◆ **Texte fourni**
Gabriela se sent discriminée. Elle estime que, si elles avaient été un couple hétérosexuel, elle serait aujourd'hui reconnue comme mère. Elle doit désormais se battre pour voir l'enfant qu'elle a elle-même conçu. Mais il ne s'agit pas seulement d'elle: sa fille devrait avoir la possibilité de construire une relation avec son demi-frère et de vivre leur histoire familiale. Les demi-frères et demi-sœurs peuvent toutefois parfois se voir, grâce au droit de visite que Sofia a pour son fils.

L'affaire fait débat au Tribunal fédéral

Le 26 juin, le Tribunal fédéral examinera l'affaire lors d'une audience publique. Dans 99% des cas, les juges se mettent d'accord par procédure écrite. En cas de divergence, ils débattent publiquement avant de voter. Dans le cas de ce couple lesbien, de nouvelles questions seront soulevées, qui occuperont de plus en plus la justice à l'avenir.

Qu'est-ce qui définit un rôle de mère ou de père lorsqu'il n'est pas fondé biologiquement? Et quelles en sont les implications pour le droit de garde?

Dons de sperme: nombre de naissances enregistrées dans le registre suisse des dons

Le don de sperme: les naissances enregistrées dans le registre suisse des dons.
Image: let

Le mariage pour tous soulève de nombreuses questions juridiques inédites. Les couples de même sexe devraient-ils avoir accès à la procréation médicalement assistée à l'étranger ou pouvoir utiliser des dons de sperme privés en Suisse? Dans ces situations, la parentalité du couple n'est pas automatiquement reconnue aujourd'hui. Le Parlement fédéral souhaite modifier cette situation, mais le Conseil fédéral reste sceptique. Selon lui, cela ne serait envisageable que si les registres des donneurs étrangers respectaient les règles suisses.

Par ailleurs, le Parlement souhaite simplifier la procédure d'adoption pour les beaux-enfants des couples de même sexe. Le Conseil fédéral y est favorable et travaille actuellement à une réglementation en ce sens. Si les procédures étaient plus courtes, la deuxième adoption de Gabriela et Sofia aurait peut-être pu être finalisée avant que le conflit n'éclate. L'une des mères pourrait aujourd'hui s'en réjouir, tandis que l'autre le regretterait.

Les grands-parents peuvent obtenir un droit de visite

La relation avec la fille reste incertaine, car les femmes n'ont jamais officialisé leur partenariat. Le litige devant le Tribunal fédéral porte sur l'article 274a du Code civil: d'autres personnes que les parents peuvent obtenir un droit de contact personnel avec un enfant, sous deux conditions.

  • Premièrement, les circonstances doivent être exceptionnelles.
  • Deuxièmement, cela doit être dans l'intérêt supérieur de l'enfant.

Cet article de loi a principalement été conçu pour les proches. Il s'agit par exemple des grands-parents, qui peuvent jouer un rôle important dans la vie d'un enfant et négocier un droit de visite après un conflit. Gabriela se considère comme la mère sociale de sa fille. Elle déplore que, dans un couple hétérosexuel, un grand-père ait davantage de droits qu'elle.

◆ **Données fournies**

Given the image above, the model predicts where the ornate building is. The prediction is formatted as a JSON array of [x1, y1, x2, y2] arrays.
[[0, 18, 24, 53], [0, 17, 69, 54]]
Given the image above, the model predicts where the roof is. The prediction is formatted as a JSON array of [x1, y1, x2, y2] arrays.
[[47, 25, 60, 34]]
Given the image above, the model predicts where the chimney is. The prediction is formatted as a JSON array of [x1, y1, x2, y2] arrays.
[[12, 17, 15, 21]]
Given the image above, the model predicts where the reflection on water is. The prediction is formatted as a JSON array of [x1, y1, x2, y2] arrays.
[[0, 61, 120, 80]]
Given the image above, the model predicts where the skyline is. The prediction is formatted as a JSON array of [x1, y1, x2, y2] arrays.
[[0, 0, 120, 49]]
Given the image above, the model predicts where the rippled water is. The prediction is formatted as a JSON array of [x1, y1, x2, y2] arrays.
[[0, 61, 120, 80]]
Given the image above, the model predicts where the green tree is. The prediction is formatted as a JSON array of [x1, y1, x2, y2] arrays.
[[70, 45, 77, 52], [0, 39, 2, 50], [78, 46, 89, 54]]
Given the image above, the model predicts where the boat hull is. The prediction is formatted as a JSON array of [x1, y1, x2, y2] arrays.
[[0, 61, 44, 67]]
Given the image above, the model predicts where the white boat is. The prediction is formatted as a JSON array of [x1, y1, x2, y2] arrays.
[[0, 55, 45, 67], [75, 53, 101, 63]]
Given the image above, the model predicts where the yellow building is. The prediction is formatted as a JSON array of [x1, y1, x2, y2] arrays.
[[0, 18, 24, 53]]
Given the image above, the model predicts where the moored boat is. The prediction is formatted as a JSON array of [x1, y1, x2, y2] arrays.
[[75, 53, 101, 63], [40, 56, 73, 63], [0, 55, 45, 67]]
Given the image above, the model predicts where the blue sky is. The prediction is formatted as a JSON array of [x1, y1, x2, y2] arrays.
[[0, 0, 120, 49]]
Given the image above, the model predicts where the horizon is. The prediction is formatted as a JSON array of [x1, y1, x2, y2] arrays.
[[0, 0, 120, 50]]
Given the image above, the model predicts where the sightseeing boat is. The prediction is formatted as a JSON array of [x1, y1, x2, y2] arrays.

◆ **Consigne 1**
Répondez aux questions suivantes d'après le texte :
(a) À quelle date le Tribunal fédéral examinera-t-il l'affaire en audience publique ?
(b) Quel article du Code civil est au centre du litige ?
(c) D'après le Conseil fédéral, à quelle condition la reconnaissance de la parentalité serait-elle envisageable ?
◆ **Consigne 2**
Transcrivez fidèlement le passage du texte qui commence aux mots "Gabriela se sent" et s'arrête après les mots "justice à l'avenir.".

◆ **Réponse 1**
(a) Le 26 juin.
(b) L'article 274a.
(c) Il faudrait que les registres des donneurs étrangers respectent les règles suisses.

◆ **Réponse 2**
Gabriela se sent discriminée. Elle estime que, si elles avaient été un couple hétérosexuel, elle serait aujourd'hui reconnue comme mère. Elle doit désormais se battre pour voir l'enfant qu'elle a elle-même conçu. Mais il ne s'agit pas seulement d'elle: sa fille devrait avoir la possibilité de construire une relation avec son demi-frère et de vivre leur histoire familiale. Les demi-frères et demi-sœurs peuvent toutefois parfois se voir, grâce au droit de visite que Sofia a pour son fils.

L'affaire fait débat au Tribunal fédéral

Le 26 juin, le Tribunal fédéral examinera l'affaire lors d'une audience publique. Dans 99% des cas, les juges se mettent d'accord par procédure écrite. En cas de divergence, ils débattent publiquement avant de voter. Dans le cas de ce couple lesbien, de nouvelles questions seront soulevées, qui occuperont de plus en plus la justice à l'avenir.